* start *

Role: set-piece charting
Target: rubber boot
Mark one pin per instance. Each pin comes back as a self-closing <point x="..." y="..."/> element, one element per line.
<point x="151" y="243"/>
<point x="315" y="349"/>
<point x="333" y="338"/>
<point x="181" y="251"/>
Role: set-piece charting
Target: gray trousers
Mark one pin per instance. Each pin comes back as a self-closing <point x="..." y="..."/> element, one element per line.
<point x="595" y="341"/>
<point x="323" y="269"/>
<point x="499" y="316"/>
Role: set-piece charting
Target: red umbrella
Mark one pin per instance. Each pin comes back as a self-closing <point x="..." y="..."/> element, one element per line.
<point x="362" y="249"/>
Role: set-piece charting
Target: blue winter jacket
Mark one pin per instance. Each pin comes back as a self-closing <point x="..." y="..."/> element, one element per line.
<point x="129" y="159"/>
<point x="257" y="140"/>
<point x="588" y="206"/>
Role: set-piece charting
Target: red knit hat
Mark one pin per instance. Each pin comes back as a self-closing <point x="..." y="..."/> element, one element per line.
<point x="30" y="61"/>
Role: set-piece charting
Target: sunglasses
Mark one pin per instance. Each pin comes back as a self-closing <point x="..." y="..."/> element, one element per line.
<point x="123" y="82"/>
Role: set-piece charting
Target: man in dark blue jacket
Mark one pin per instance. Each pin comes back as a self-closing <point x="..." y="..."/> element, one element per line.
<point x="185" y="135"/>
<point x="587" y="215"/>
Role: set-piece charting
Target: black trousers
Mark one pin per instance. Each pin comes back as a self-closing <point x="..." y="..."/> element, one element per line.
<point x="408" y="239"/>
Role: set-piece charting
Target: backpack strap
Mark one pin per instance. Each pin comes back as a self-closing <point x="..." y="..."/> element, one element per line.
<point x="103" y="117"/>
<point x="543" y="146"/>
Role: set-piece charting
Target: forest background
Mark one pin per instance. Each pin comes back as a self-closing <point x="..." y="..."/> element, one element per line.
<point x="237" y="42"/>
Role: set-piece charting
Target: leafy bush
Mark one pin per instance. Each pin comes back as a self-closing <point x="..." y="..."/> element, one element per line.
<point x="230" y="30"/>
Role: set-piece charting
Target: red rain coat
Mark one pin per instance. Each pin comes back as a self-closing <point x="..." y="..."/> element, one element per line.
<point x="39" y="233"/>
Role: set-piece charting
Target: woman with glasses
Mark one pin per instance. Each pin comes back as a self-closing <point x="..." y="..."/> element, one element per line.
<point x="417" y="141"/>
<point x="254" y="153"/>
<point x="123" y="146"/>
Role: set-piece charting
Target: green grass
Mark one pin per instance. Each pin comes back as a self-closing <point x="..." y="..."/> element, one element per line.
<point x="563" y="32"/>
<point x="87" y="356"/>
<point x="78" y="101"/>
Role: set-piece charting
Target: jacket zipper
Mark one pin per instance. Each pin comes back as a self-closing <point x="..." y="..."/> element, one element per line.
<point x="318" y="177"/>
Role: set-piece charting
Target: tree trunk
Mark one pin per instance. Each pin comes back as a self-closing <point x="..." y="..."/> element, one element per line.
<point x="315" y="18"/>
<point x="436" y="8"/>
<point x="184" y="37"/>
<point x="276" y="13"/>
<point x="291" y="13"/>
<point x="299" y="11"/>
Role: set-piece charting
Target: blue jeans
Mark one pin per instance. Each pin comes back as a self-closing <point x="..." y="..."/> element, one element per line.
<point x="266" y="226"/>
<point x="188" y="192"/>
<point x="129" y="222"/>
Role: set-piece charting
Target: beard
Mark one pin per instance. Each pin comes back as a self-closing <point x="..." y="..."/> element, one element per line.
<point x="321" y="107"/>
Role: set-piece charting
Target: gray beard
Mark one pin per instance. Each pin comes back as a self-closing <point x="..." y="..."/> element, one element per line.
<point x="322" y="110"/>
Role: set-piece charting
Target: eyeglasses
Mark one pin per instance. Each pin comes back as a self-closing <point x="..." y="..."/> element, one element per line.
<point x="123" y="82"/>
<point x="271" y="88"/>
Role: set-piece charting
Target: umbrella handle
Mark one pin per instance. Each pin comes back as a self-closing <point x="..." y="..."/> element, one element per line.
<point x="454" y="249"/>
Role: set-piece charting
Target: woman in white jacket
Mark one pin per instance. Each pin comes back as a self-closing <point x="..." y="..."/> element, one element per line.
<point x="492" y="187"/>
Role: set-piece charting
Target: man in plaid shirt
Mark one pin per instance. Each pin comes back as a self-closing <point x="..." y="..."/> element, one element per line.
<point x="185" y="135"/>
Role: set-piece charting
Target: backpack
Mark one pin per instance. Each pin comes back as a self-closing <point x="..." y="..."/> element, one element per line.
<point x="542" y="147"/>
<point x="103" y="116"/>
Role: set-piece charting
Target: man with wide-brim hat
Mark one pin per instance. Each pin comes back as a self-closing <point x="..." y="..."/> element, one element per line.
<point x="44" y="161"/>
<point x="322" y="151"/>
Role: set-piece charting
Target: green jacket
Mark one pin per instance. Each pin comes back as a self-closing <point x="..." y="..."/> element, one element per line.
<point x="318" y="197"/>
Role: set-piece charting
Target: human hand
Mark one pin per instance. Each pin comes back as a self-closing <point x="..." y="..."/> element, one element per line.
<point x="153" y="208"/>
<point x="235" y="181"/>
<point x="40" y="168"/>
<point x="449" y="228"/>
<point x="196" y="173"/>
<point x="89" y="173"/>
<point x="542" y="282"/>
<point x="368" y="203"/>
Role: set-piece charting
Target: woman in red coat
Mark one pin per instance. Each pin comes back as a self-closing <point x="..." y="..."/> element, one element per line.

* end *

## Problem statement
Please set down each line of the records exactly as given.

## Exercise response
Role: set-piece charting
Target: rubber boot
Mark one pin per instance. Each pin comes back as a self-closing <point x="..." y="..."/> element, one element per line.
<point x="151" y="243"/>
<point x="315" y="349"/>
<point x="333" y="338"/>
<point x="181" y="251"/>
Role: set-piece charting
Target: gray trousers
Mark one pin per instance. Each pin comes back as a self-closing <point x="..." y="..."/> element, one element per line.
<point x="595" y="341"/>
<point x="323" y="269"/>
<point x="499" y="316"/>
Role: set-piece charting
Target: red umbrella
Mark one pin per instance. Each pin comes back as a self-closing <point x="..." y="..."/> element, one element per line.
<point x="362" y="249"/>
Role: set-piece charting
Target: blue winter jacket
Mark one pin per instance. Each pin comes back as a self-closing <point x="..." y="..."/> element, one element per line.
<point x="129" y="159"/>
<point x="257" y="140"/>
<point x="588" y="206"/>
Role: set-piece charting
Target: red knit hat
Mark one pin per instance. Each pin comes back as a self-closing <point x="..." y="..."/> element, one element per line.
<point x="30" y="61"/>
Role: set-piece charting
Target: sunglasses
Mark one pin per instance. Each pin comes back as a self-closing <point x="..." y="..."/> element, one element per line.
<point x="123" y="82"/>
Role: set-piece charting
Target: man in dark blue jacket
Mark one pin per instance. Each pin comes back as a self-closing <point x="..." y="..."/> element, one element per line.
<point x="185" y="135"/>
<point x="587" y="215"/>
Role: set-piece charting
Target: black trousers
Mark one pin per instance. Each pin comes back as a self-closing <point x="..." y="..."/> element, one element per line.
<point x="408" y="239"/>
Role: set-piece charting
Target: backpack strap
Mark one pin per instance. Each pin comes back as a self-closing <point x="..." y="..."/> element, one element per line.
<point x="103" y="117"/>
<point x="543" y="146"/>
Role: set-piece charting
Target: forest background
Mark one pin per instance. Each pin comes back as a self-closing <point x="..." y="..."/> element, one element per line.
<point x="237" y="42"/>
Role: set-piece charting
Target: leafy bush
Mark one pin per instance. Each pin comes back as a self-closing <point x="..." y="..."/> element, one element per line.
<point x="230" y="30"/>
Role: set-piece charting
Target: red rain coat
Mark one pin per instance. Each pin comes back as a self-closing <point x="..." y="..."/> element, one element per line.
<point x="39" y="233"/>
Role: set-piece charting
Target: woman with glasses
Mark one pin per instance. Each pin comes back as a self-closing <point x="..." y="..."/> element, one element per line.
<point x="417" y="141"/>
<point x="254" y="153"/>
<point x="123" y="146"/>
Role: set-piece charting
Target: green grass
Mark one pin per instance. Each pin comes back as a self-closing <point x="..." y="..."/> element, one element per line.
<point x="563" y="32"/>
<point x="87" y="356"/>
<point x="78" y="101"/>
Role: set-piece charting
Target: jacket zipper
Mark one pin per instance. Each pin comes back as a self-closing <point x="..." y="..."/> element, one element per line.
<point x="318" y="177"/>
Role: set-piece charting
Target: tree trunk
Mark one pin per instance. Each pin comes back as a self-closing <point x="..." y="..."/> element, one element per line.
<point x="315" y="18"/>
<point x="436" y="8"/>
<point x="184" y="37"/>
<point x="276" y="13"/>
<point x="291" y="13"/>
<point x="299" y="11"/>
Role: set-piece charting
Target: blue jeans
Mark one pin per instance. Each pin comes back as a self-closing <point x="..." y="..."/> element, one element per line.
<point x="266" y="226"/>
<point x="188" y="192"/>
<point x="129" y="222"/>
Role: set-piece charting
Target: beard
Mark one pin per instance. Each pin comes back as a self-closing <point x="..." y="..."/> element, one element per line.
<point x="321" y="107"/>
Role: set-piece charting
Target: gray beard
Mark one pin per instance. Each pin comes back as a self-closing <point x="..." y="..."/> element, one element per line.
<point x="322" y="110"/>
Role: set-piece charting
Target: eyeglasses
Mark one pin per instance. Each pin comes back as a self-closing <point x="..." y="..."/> element, one element per line.
<point x="123" y="82"/>
<point x="271" y="88"/>
Role: set-piece charting
Target: umbrella handle
Mark one pin per instance. Each pin comes back as a self-closing <point x="..." y="..."/> element, one element per line.
<point x="454" y="249"/>
Role: set-piece charting
Target: woman in white jacket
Mark one pin per instance. Each pin comes back as a self-closing <point x="..." y="..."/> element, one element per line.
<point x="492" y="187"/>
Role: set-piece charting
Target: man in plaid shirt
Mark one pin per instance. Each pin comes back as a self-closing <point x="..." y="..."/> element, one element per line.
<point x="185" y="135"/>
Role: set-piece charting
Target: backpack
Mark one pin per instance. Each pin comes back as a self-closing <point x="..." y="..."/> element, one element per line.
<point x="542" y="147"/>
<point x="103" y="116"/>
Role: set-piece charting
Target: man with wide-brim hat
Mark one pin per instance. Each pin comes back as a self-closing <point x="..." y="..."/> element, one element per line.
<point x="44" y="161"/>
<point x="322" y="151"/>
Role: set-piece charting
Target: green jacket
Mark one pin per instance. Each pin comes back as a self-closing <point x="..." y="..."/> element, one element per line.
<point x="318" y="197"/>
Role: set-piece charting
Target: human hand
Mark one pin per instance. Each pin comes back as a self-closing <point x="..." y="..."/> element, one element per line.
<point x="153" y="208"/>
<point x="235" y="181"/>
<point x="40" y="168"/>
<point x="449" y="228"/>
<point x="196" y="173"/>
<point x="89" y="173"/>
<point x="542" y="282"/>
<point x="368" y="203"/>
Role: set-piece charting
Target: woman in red coat
Mark one pin per instance. Each pin comes back as a self-closing <point x="..." y="..."/> element, one element per line.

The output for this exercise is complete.